WHAT IS BEING ASKED
Each record must be output exactly and in full.

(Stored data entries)
-.-.-
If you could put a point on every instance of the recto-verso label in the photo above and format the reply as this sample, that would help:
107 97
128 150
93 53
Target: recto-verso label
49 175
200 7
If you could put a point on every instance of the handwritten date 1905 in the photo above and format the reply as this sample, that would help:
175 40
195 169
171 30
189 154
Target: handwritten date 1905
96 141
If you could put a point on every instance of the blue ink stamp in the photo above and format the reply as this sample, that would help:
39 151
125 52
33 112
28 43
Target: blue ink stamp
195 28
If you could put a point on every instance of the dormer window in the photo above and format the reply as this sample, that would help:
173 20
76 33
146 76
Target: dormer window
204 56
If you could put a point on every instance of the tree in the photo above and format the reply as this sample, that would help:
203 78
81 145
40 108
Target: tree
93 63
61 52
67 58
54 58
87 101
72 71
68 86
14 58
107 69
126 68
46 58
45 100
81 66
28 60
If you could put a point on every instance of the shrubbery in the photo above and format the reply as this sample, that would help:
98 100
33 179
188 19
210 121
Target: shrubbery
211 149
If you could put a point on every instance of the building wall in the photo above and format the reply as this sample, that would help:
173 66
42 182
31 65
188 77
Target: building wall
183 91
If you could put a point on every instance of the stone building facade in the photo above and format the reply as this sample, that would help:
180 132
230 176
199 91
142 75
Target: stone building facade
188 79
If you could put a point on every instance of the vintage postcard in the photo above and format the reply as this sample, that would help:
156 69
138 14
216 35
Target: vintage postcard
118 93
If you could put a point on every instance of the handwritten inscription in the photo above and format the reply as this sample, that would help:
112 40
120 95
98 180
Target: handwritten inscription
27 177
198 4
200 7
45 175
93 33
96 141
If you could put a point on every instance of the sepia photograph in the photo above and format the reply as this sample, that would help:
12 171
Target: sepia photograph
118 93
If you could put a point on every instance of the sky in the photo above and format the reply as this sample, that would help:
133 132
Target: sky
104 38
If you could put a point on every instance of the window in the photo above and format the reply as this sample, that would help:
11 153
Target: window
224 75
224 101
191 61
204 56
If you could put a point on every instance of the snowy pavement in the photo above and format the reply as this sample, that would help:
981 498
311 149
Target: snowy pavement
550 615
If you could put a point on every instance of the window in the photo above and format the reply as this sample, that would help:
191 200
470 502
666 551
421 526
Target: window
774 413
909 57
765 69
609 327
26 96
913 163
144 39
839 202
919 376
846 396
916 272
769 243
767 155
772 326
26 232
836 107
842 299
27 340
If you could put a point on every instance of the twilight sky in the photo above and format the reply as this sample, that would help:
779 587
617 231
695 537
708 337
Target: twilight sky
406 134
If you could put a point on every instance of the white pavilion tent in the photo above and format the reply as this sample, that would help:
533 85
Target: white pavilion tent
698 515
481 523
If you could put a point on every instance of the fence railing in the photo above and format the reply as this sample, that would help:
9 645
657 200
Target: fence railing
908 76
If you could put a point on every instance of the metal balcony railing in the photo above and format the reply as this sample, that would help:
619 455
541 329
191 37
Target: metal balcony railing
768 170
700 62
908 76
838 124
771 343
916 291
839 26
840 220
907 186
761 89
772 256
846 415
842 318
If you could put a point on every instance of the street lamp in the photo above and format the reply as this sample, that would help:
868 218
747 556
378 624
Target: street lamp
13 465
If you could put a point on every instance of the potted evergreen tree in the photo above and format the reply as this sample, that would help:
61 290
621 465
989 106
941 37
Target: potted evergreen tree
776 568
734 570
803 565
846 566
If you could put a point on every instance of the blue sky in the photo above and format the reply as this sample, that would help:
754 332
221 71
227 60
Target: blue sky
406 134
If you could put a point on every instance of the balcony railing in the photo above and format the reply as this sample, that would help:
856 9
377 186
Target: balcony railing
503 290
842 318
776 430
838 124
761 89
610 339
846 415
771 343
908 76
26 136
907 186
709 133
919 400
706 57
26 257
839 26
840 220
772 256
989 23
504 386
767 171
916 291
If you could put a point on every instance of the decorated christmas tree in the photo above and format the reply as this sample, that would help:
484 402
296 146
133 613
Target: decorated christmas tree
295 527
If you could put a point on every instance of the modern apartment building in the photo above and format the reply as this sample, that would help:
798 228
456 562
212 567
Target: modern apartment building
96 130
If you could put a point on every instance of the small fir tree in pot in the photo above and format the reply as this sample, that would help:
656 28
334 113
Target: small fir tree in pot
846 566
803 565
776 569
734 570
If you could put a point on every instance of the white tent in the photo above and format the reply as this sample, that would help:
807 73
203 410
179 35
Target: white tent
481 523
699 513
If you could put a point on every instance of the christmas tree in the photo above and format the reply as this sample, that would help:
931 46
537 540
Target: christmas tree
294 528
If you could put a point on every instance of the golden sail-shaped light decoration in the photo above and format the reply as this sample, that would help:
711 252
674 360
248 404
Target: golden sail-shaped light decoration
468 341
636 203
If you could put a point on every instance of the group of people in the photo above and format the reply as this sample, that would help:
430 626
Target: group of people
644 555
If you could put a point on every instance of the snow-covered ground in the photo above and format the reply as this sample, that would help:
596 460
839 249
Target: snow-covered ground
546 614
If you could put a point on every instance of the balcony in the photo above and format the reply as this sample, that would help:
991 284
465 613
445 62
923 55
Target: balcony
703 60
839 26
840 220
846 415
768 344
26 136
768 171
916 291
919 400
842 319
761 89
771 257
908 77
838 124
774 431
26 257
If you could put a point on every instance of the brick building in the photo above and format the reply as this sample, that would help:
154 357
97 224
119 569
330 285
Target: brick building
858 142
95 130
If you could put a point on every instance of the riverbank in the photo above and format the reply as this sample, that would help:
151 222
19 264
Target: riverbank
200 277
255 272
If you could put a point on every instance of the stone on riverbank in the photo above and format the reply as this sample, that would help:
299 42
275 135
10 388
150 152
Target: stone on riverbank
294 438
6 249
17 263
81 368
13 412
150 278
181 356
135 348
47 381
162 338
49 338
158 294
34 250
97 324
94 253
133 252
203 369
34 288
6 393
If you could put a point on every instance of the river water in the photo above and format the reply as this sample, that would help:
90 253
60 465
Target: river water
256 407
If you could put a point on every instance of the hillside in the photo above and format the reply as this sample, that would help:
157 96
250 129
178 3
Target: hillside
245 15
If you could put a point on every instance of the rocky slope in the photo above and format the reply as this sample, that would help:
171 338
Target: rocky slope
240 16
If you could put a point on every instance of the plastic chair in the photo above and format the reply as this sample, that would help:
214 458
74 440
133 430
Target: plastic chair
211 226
-.-.-
RESULT OF THIS EXERCISE
If you could put a point on every instance of the recto-verso label in the photo above and format the reply as this sample, that would help:
107 97
128 150
93 53
Target: recto-verso label
49 175
200 7
If you could put a point on every instance of the handwritten date 1905 in the photo above and format the reply as this sample, that would help:
175 40
195 169
171 30
189 154
Target: handwritten date 1905
96 141
If you could put a point on every instance of the blue ink stamp in the photo above and format the reply as this sample, that would help:
39 151
125 52
33 112
28 43
Target: blue ink stamp
195 28
If you could put a point on every instance of the dormer window in the photo above and format the reply as this sample, that would help:
173 20
76 33
146 76
Target: dormer window
204 56
If you could put a point on every instance of the tree in the photo above and format the reply as this sample, that would help:
203 78
81 145
40 108
Target: tree
93 63
61 52
67 58
54 58
87 101
72 71
68 86
14 58
107 69
126 68
46 58
45 100
81 66
28 60
If you could put a point on every instance of the shrubbery in the photo above and format the reply as this sample, that would help:
98 100
33 179
188 19
210 121
Target: shrubbery
211 149
If you could put a point on every instance of the building wall in the photo above and format the reply as this sample, that would help:
173 66
42 182
31 65
188 77
Target: building wall
183 91
If you could put a point on every instance of the stone building facade in the photo above and format the reply as this sample, that would help:
180 132
230 176
199 91
142 75
Target: stone building facade
188 79
If you could put a point on every instance of the vintage postcard in the photo above and format the reply as this sample, that would help:
156 69
138 14
216 35
Target: vintage postcard
118 93
If you could put a point on every instance of the handwritten inscription in the photo above and format the reply as this sample, that would help:
112 40
120 95
98 180
Target: handwritten inscription
27 177
198 4
200 7
45 175
93 33
96 141
If you could put a point on every instance of the sepia photograph in the photo above and format the reply as this sample, that would help:
12 171
Target: sepia photograph
118 93
If you could put a point on every instance of the sky in the photo above and format the reply as this sample, that would help:
133 132
Target: sky
104 38
If you could put a point on every instance of the window in the photo above and format the reply as this sample, that would help:
11 153
Target: window
224 75
224 101
191 61
204 56
If you could put a point on every instance of the snowy pavement in the photo above and format the reply as this sample, that would help:
981 498
311 149
Target: snowy pavement
550 615
If you could put a point on every instance of the window in the photo above and format the reply as this sample, that would help:
191 200
470 502
666 551
421 526
Target: window
774 413
909 57
765 69
609 327
26 96
913 163
144 39
839 202
919 376
846 396
916 272
769 243
767 155
772 326
26 232
836 107
842 299
27 340
If you could put a point on every instance of the twilight sky in the photo above and format the reply as this sample, that would help:
779 587
617 231
695 537
708 337
Target: twilight sky
406 134
If you could put a point on every instance of the white pavilion tent in the photo above and format the reply as this sample, that would help:
533 85
Target: white pavilion tent
698 515
481 523
If you could put a point on every instance of the fence railing in the photo above and format the reply as this sample, that would help:
9 645
657 200
Target: fence railing
908 76
If you could put a point on every instance of the metal balcony railing in the photo above and format the reply as this sample, that would help:
619 455
541 329
191 37
Target: metal balcony railing
768 170
700 62
908 76
838 124
771 343
916 291
839 26
840 220
907 186
761 89
772 256
846 415
842 318
If you could put a point on every instance of the street lamp in the photo above and format the reply as this sample, that would help:
868 218
747 556
378 624
Target: street lamp
13 465
If you could put a point on every instance of the potted evergreen tree in the photo above and format the reply as this sample, that would help:
61 290
621 465
989 106
941 37
Target: potted evergreen tree
776 568
734 570
803 565
846 566
If you could put a point on every instance of the blue sky in the photo above and format the reply as this sample, that would help:
754 332
221 71
227 60
Target: blue sky
406 134
If you could put a point on every instance of the balcony railing in the photo above and format the reply as this sample, that would help:
856 9
377 186
Target: balcony railing
503 290
842 318
776 430
838 124
761 89
610 339
846 415
771 343
908 76
26 136
907 186
709 133
919 400
706 57
26 257
839 26
840 220
772 256
989 23
504 386
767 171
916 291
If you could put a point on every instance of the decorated christmas tree in the photo above and format the reply as this sample, that would help:
484 402
296 146
133 613
Target: decorated christmas tree
295 527
If you could put a point on every instance of the modern apartment building in the photo above and format the reply as this sample, that would help:
798 228
456 562
212 567
Target: modern apartment building
96 130
If you could put a point on every instance of the small fir tree in pot in the photo above and format the reply as this sample, that would help:
656 28
334 113
Target: small fir tree in pot
846 566
803 565
776 569
734 570
If you could put a point on every instance of the white tent in the photo above and format the reply as this sample, that would help:
807 73
203 410
179 35
Target: white tent
481 523
699 513
If you could put a point on every instance of the christmas tree in the photo above and format the reply as this sample, that would help:
931 46
537 540
Target: christmas tree
294 528
If you could put a point on every instance of the golden sail-shaped light decoration in the photo above and format the reply as this sample, that would help:
711 252
674 360
248 404
Target: golden sail-shaped light decoration
468 341
636 203
If you could put a point on every instance of the group of people in the photo above and format the reply as this sample, that would help:
430 626
Target: group of people
644 555
If you could put a point on every instance of the snow-covered ground in the photo above and format the reply as this sample, that would help:
596 460
839 249
Target: snow-covered ground
546 614
If you could put a point on every instance of the balcony in the photo above and format the reply as this sample, that would help:
991 284
465 613
445 62
923 55
Target: balcony
703 60
839 26
840 220
846 415
768 344
26 136
768 171
916 291
919 400
842 319
761 89
771 257
908 77
838 124
774 431
26 257
If you could put a point on every instance of the brick building in the photo above and format the reply as this sample, that would help:
154 357
97 224
119 569
330 285
Target: brick building
858 142
95 130
If you could put a point on every instance of the riverbank in the photo above and format the reply as this sample, that would help:
151 222
19 264
Target: riverbank
200 277
255 272
If you could put a point on every instance of the stone on riverbank in the photo above and format the reply as this sample, that would help:
299 42
275 135
10 388
150 152
Target: stone on riverbank
294 438
6 249
17 263
81 368
13 412
150 278
181 356
135 348
47 381
162 338
49 338
158 294
34 250
97 324
94 253
133 252
203 369
34 288
6 393
If you could put a point on every instance of the river water in the photo above and format the reply as this sample, that would help:
90 253
60 465
Target: river water
256 407
If you could put a point on every instance of the hillside in the photo above and format the reply as this sample, that would help:
157 96
250 129
178 3
Target: hillside
245 15
If you could put a point on every instance of the rocky slope in the photo above and format the reply as this sample, that would help:
171 338
Target: rocky slope
240 16
If you could put a point on every instance of the plastic chair in the photo above and format the reply as this sample, that would help:
214 458
74 440
133 430
Target: plastic chair
211 226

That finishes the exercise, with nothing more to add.